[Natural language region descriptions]
┌──

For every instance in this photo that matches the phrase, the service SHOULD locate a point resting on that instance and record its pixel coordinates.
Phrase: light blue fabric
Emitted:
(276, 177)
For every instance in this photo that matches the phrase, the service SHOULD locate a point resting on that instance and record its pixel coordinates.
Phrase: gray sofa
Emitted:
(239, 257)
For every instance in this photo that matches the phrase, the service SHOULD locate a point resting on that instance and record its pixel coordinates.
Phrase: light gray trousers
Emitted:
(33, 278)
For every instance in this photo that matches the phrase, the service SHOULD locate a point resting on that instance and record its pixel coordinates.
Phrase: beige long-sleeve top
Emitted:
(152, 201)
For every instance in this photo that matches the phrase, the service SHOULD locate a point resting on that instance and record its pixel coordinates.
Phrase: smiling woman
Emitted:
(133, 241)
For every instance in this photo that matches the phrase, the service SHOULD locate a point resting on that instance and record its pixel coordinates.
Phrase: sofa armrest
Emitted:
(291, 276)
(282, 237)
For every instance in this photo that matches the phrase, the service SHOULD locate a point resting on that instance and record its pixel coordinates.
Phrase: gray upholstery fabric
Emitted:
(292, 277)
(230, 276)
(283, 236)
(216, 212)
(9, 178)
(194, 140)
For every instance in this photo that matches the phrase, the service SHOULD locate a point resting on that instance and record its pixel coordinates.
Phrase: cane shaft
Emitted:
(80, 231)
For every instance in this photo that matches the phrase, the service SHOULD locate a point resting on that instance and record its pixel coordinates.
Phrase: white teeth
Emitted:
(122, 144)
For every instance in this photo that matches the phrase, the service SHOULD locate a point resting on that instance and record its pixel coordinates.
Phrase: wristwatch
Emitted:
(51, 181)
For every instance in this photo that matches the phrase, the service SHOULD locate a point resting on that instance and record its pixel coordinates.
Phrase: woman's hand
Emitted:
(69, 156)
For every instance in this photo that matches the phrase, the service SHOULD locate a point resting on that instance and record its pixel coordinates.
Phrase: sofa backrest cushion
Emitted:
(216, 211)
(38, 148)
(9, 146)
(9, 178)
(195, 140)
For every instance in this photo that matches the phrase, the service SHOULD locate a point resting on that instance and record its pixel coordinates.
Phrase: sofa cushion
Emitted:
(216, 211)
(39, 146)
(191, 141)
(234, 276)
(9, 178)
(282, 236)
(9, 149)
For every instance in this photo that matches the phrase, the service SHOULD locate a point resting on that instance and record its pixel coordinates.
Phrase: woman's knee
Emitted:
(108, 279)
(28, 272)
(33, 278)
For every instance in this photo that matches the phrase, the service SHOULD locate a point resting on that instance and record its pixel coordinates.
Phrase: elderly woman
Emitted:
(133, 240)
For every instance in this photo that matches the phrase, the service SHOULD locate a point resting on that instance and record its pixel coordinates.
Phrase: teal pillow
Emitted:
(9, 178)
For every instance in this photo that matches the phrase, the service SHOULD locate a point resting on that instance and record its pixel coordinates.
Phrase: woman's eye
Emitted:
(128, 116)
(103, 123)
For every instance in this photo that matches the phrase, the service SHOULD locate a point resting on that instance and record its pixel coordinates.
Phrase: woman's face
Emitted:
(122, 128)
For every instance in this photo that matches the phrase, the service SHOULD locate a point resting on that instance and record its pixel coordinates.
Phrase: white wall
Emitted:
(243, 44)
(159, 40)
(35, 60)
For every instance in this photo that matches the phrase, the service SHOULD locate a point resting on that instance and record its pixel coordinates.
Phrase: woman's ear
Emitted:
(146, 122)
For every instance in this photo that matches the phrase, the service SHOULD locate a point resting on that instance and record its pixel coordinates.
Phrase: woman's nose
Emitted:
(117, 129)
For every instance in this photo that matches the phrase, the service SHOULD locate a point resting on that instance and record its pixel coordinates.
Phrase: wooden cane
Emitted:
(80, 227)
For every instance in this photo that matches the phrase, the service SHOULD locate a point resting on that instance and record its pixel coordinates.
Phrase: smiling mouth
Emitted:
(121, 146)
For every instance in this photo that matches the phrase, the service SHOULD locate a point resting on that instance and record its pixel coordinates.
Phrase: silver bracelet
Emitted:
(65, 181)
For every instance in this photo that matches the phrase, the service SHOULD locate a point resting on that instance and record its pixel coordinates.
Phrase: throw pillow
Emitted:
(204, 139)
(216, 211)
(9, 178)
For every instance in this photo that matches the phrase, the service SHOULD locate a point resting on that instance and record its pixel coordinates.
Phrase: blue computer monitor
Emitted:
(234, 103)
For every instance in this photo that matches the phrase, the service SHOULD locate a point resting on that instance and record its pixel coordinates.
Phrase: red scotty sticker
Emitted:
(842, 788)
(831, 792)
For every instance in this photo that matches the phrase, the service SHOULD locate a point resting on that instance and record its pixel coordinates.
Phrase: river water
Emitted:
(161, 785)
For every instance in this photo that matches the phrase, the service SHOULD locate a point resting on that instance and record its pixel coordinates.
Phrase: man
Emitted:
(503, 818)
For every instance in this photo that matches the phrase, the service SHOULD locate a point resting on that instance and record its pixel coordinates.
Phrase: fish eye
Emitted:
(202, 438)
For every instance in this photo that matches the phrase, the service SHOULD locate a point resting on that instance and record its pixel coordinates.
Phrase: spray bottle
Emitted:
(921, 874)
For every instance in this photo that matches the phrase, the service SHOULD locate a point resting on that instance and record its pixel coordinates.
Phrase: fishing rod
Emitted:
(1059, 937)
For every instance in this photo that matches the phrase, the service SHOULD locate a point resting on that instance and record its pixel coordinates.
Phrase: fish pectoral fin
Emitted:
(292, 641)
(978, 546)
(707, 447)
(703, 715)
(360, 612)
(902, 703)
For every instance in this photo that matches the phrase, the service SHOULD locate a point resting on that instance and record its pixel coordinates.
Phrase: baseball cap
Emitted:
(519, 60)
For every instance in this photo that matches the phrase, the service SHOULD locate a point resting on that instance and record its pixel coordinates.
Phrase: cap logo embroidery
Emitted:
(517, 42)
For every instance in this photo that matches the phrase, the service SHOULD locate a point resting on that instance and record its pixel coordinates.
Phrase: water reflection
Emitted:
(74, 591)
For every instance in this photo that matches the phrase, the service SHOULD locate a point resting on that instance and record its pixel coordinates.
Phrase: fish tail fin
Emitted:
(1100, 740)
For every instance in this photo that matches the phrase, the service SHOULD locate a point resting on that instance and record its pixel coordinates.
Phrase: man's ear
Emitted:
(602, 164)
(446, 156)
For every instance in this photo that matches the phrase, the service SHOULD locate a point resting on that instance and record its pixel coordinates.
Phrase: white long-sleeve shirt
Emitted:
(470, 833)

└──

## What is required
Copy out every entry exactly.

## Problem solution
For every instance in this photo that matches the phrase, the service SHOULD locate a point resting on that instance and record its pixel coordinates.
Phrase: light blue fabric
Emitted:
(276, 177)
For every instance in this photo that matches the phrase, the service SHOULD locate a point resting on that instance and record its pixel coordinates.
Phrase: gray sofa
Emitted:
(239, 257)
For every instance in this photo that matches the phrase, the service SHOULD locate a point resting on that instance and record its pixel coordinates.
Phrase: light gray trousers
Emitted:
(33, 278)
For every instance in this photo that matches the phrase, the service SHOULD locate a point resting on that instance and record its pixel coordinates.
Phrase: beige long-sleeve top
Emitted:
(152, 201)
For every instance in this photo that matches the phrase, the service SHOULD locate a point resting on that instance and record its pixel coordinates.
Phrase: smiling woman
Emitted:
(133, 241)
For every instance in this photo that matches the phrase, the service SHOULD locate a point resting on that instance and record its pixel coordinates.
Phrase: sofa armrest
Emitted:
(291, 276)
(282, 237)
For every instance in this photo that matches the phrase, the service SHOULD locate a point resting on that instance and record its pixel coordinates.
Phrase: gray upholstery fabric
Emitted:
(292, 277)
(230, 276)
(283, 236)
(216, 212)
(9, 178)
(194, 140)
For every instance in this photo that matches the phrase, the service SHOULD locate a point resting on that instance and record its pixel coordinates.
Phrase: cane shaft
Emitted:
(80, 231)
For every instance in this photo that matches the phrase, the service SHOULD locate a point resting on that instance and record its pixel coordinates.
Phrase: white teeth
Emitted:
(122, 144)
For every instance in this photo that matches the phrase, the service SHOULD locate a point resting on that instance and record its pixel coordinates.
Phrase: wristwatch
Emitted:
(51, 181)
For every instance in this photo that matches the phrase, the service SHOULD locate a point resting on that instance and record its pixel coordinates.
Phrase: woman's hand
Emitted:
(69, 156)
For every instance in this photo that matches the phrase, the service SHOULD locate a point resting on that instance and record its pixel coordinates.
Phrase: sofa backrest cushion
Emitted:
(216, 211)
(38, 148)
(9, 146)
(9, 178)
(195, 140)
For every instance in this photo that matches the phrase, the service SHOULD locate a point resting on that instance and record its pixel coordinates.
Phrase: sofa cushion
Emitted:
(216, 211)
(39, 146)
(191, 141)
(234, 276)
(9, 178)
(282, 236)
(9, 149)
For every instance in this photo that matches the phrase, the service SHOULD locate a point resting on that instance and record its pixel coordinates.
Phrase: woman's knee
Emitted:
(108, 279)
(28, 272)
(33, 278)
For every instance in this photo that matches the phrase, the service SHOULD locate a point resting on that instance and record its pixel coordinates.
Phrase: elderly woman
Emitted:
(133, 240)
For every instance in this photo that matches the phrase, the service SHOULD locate a point resting on that instance and record its pixel coordinates.
Phrase: teal pillow
Emitted:
(9, 178)
For every instance in this photo that matches the phrase, the service SHOULD locate a point resting on that instance and record its pixel coordinates.
Phrase: woman's eye
Emitted:
(128, 116)
(103, 123)
For every instance in this photo that matches the phrase, the service SHOULD locate a point resting on that instance and record its pixel coordinates.
Phrase: woman's face
Emitted:
(122, 128)
For every instance in this photo that matches the phrase, the service SHOULD locate a point resting on that instance and record its pixel coordinates.
Phrase: white wall
Emitted:
(243, 44)
(159, 40)
(35, 60)
For every instance in this photo that matches the phrase, the service SHOULD locate a point resting on that instance and record its pixel coordinates.
Phrase: woman's ear
Emitted:
(146, 122)
For every instance in this photo that matches the phrase, the service SHOULD locate a point resting on that instance and record its pixel coordinates.
Phrase: woman's nose
Emitted:
(117, 129)
For every instance in this photo that matches the phrase, the service SHOULD locate a point resting on that instance and record its pixel coordinates.
Phrase: wooden cane
Emitted:
(80, 227)
For every instance in this photo that matches the phrase, the service SHOULD locate a point resting on that instance and record its pixel coordinates.
Phrase: smiling mouth
Emitted:
(121, 146)
For every instance in this photo that matches the phrase, the service SHOULD locate a point resting on that instance and record its pixel coordinates.
Phrase: silver bracelet
Emitted:
(65, 181)
For every instance in this photo that matches the phrase, the service SHOULD locate a point resting on that instance and record its pixel coordinates.
Phrase: throw pillow
Emitted:
(204, 139)
(216, 211)
(9, 178)
For every instance in this photo that matches the phrase, the service SHOULD locate a point resting on that instance and record its pixel coordinates.
Phrase: blue computer monitor
Emitted:
(234, 103)
For every instance in this photo that matches the phrase, the service SHOULD locate a point resting on that instance and record its pixel coordinates.
Phrase: red scotty sticker
Emitted:
(842, 788)
(831, 792)
For every instance in this photo that matches the phrase, the service SHOULD locate a point resting on that instance and record its pixel coordinates.
Phrase: river water
Emitted:
(161, 785)
For every instance in this photo that matches the phrase, the service SHOULD locate a point resting on that instance and record its pixel coordinates.
Phrase: man
Emitted:
(503, 818)
For every instance in this photo that matches the phrase, the service SHOULD locate a point resting on that instance and record its pixel coordinates.
Phrase: fish eye
Emitted:
(202, 438)
For every instance in this photo that matches the phrase, the service SHOULD locate a point resting on that instance and record its pixel coordinates.
Phrase: spray bottle
Emitted:
(921, 874)
For every instance in this photo that matches the phrase, the service SHOULD locate a point resting on that instance and record its pixel coordinates.
Phrase: fishing rod
Emitted:
(1059, 937)
For every instance in this photo that matches the phrase, the service SHOULD locate a point resting on that instance and record its pixel coordinates.
Phrase: fish pectoral fin
Emitted:
(292, 641)
(978, 546)
(707, 447)
(703, 715)
(360, 612)
(902, 703)
For every instance in this photo that matches the phrase, the service SHOULD locate a point resting on that instance and record its pixel coordinates.
Phrase: baseball cap
Emitted:
(519, 60)
For every instance in this photo that matches the phrase, the service SHOULD locate a point resting on that instance and record its pixel coordinates.
Phrase: cap logo embroidery
Emitted:
(517, 42)
For every instance in this photo that matches the phrase, the service SHOULD locate a point resting on that instance and record its pixel coordinates.
Phrase: water reflection
Emitted:
(74, 591)
For every instance in this photo that matches the phrase, the service SHOULD locate a point resting on that instance and record its pixel coordinates.
Phrase: fish tail fin
Emitted:
(1100, 740)
For every instance in this photo that matches the phrase, the service SHOULD locate a point resting on that instance and record its pixel coordinates.
Phrase: man's ear
Emitted:
(602, 164)
(446, 156)
For every instance in this photo that matches the phrase, the service SHOULD locate a point resting on that instance and record its pixel coordinates.
Phrase: white long-sleeve shirt
Emitted:
(470, 833)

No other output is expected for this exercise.